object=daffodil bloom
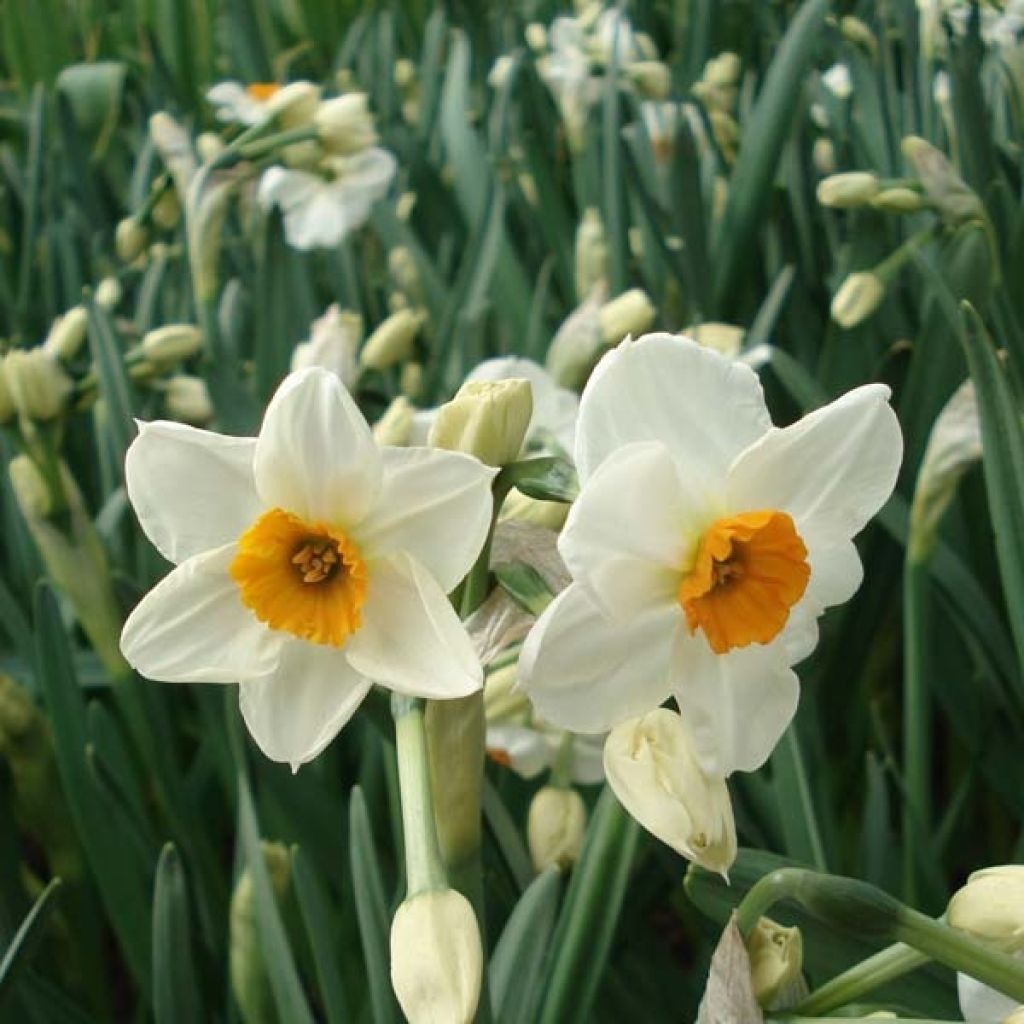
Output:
[259,146,397,249]
[520,334,902,776]
[121,368,494,767]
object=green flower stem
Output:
[391,694,447,898]
[794,942,929,1016]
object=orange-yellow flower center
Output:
[228,509,368,647]
[246,82,281,103]
[679,509,811,654]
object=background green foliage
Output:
[0,0,1024,1022]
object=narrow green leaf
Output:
[153,843,204,1024]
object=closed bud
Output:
[43,305,89,362]
[292,303,362,390]
[313,92,377,156]
[359,309,423,370]
[164,374,213,427]
[4,348,72,420]
[831,270,886,328]
[374,394,414,445]
[429,379,534,467]
[139,324,203,364]
[597,288,654,345]
[228,843,291,1024]
[391,889,483,1024]
[870,185,925,213]
[604,708,736,877]
[746,918,807,1010]
[817,171,882,210]
[946,864,1024,953]
[526,785,587,871]
[114,217,148,263]
[575,206,608,299]
[96,278,122,312]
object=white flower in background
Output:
[206,82,321,127]
[410,355,580,453]
[292,303,362,390]
[121,368,494,768]
[259,146,397,249]
[519,334,902,776]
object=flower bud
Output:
[526,785,587,871]
[597,288,654,345]
[575,206,608,299]
[114,217,148,263]
[96,278,121,312]
[228,843,291,1024]
[831,270,886,328]
[139,324,203,364]
[374,394,414,445]
[746,918,807,1010]
[391,889,483,1024]
[313,92,377,156]
[43,305,89,362]
[292,303,362,390]
[164,374,213,427]
[429,378,534,466]
[359,308,423,370]
[946,864,1024,953]
[4,348,72,420]
[604,708,736,877]
[817,171,882,210]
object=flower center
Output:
[228,509,368,647]
[246,82,281,103]
[679,509,811,654]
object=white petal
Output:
[125,421,262,562]
[558,441,715,615]
[253,367,382,526]
[519,584,682,732]
[345,553,483,699]
[729,384,903,540]
[575,334,771,483]
[239,640,372,770]
[354,447,495,593]
[121,545,281,683]
[674,626,800,776]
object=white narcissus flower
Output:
[519,334,902,776]
[259,146,397,249]
[121,368,494,768]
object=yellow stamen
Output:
[679,509,811,654]
[228,509,368,647]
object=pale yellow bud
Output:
[946,864,1024,953]
[575,206,608,299]
[196,131,224,164]
[43,306,89,361]
[746,918,807,1010]
[597,288,654,345]
[604,708,736,876]
[314,92,377,156]
[96,278,122,312]
[374,394,415,445]
[139,324,203,364]
[831,270,886,328]
[4,348,72,420]
[391,889,483,1024]
[114,217,148,263]
[524,22,548,53]
[817,171,882,210]
[871,185,925,213]
[429,378,534,467]
[526,785,587,871]
[359,309,423,370]
[164,374,213,427]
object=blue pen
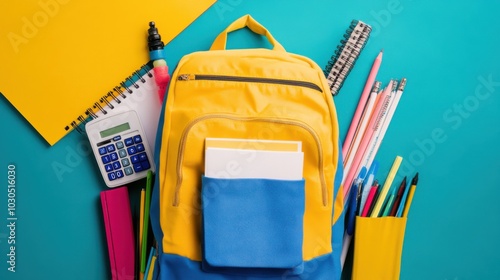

§ Written problem:
Reproduce the entire listing above with "white" swapped for "ivory" at every occurrence and nothing else altered, omitting the pictures.

§ The response:
object=daffodil bloom
Output:
[259,146,397,249]
[520,334,902,776]
[121,368,494,767]
object=green flower stem
Output:
[391,694,447,898]
[794,942,929,1016]
object=orange-yellow flower center
Output:
[228,509,368,647]
[246,82,281,103]
[679,509,811,654]
object=background green foliage
Output:
[0,0,1024,1022]
object=narrow green leaf
Output:
[153,843,204,1024]
object=closed bud
Output:
[43,305,89,362]
[292,303,362,390]
[313,92,377,156]
[359,309,423,370]
[164,374,213,427]
[4,348,72,420]
[831,270,886,328]
[374,394,414,445]
[429,379,534,467]
[139,324,203,364]
[597,288,654,345]
[228,843,291,1024]
[391,889,483,1024]
[870,185,925,213]
[604,708,736,877]
[746,918,807,1010]
[817,171,882,210]
[946,864,1024,953]
[526,785,587,871]
[114,217,148,263]
[575,206,608,299]
[96,278,122,312]
object=ivory flower in background
Output:
[206,82,321,127]
[410,355,580,453]
[292,303,362,390]
[121,368,494,768]
[259,146,397,249]
[519,334,902,776]
object=flower bud
Output:
[526,785,587,871]
[597,288,654,345]
[575,206,608,299]
[114,217,148,263]
[96,278,121,312]
[228,843,291,1024]
[831,270,886,328]
[139,324,203,364]
[374,394,414,445]
[746,918,807,1010]
[391,889,483,1024]
[313,92,377,156]
[43,305,89,362]
[292,303,362,390]
[164,374,213,427]
[429,378,534,466]
[359,308,423,370]
[946,864,1024,953]
[4,348,72,420]
[604,708,736,877]
[817,171,882,210]
object=flower center
Output:
[228,509,368,647]
[246,82,281,103]
[679,509,811,654]
object=ivory petal
Output:
[125,421,262,562]
[558,441,715,615]
[253,367,382,526]
[519,584,682,732]
[345,553,483,699]
[729,384,903,540]
[575,334,771,483]
[239,640,372,770]
[354,447,495,593]
[121,545,281,683]
[674,626,800,776]
object=ivory narcissus flower
Output:
[519,334,902,776]
[259,146,397,249]
[121,368,494,768]
object=yellow stamen
Output:
[679,509,811,654]
[228,509,368,647]
object=pale yellow bud
Output:
[946,864,1024,953]
[575,206,608,299]
[196,131,224,164]
[43,306,89,361]
[746,918,807,1010]
[597,288,654,345]
[604,708,736,876]
[314,92,377,156]
[96,278,122,312]
[374,394,415,445]
[139,324,203,364]
[831,270,886,328]
[4,348,72,420]
[391,889,483,1024]
[114,217,148,263]
[524,22,548,53]
[817,171,882,210]
[871,185,925,213]
[429,378,534,467]
[526,785,587,871]
[359,309,423,370]
[164,374,213,427]
object=blue pen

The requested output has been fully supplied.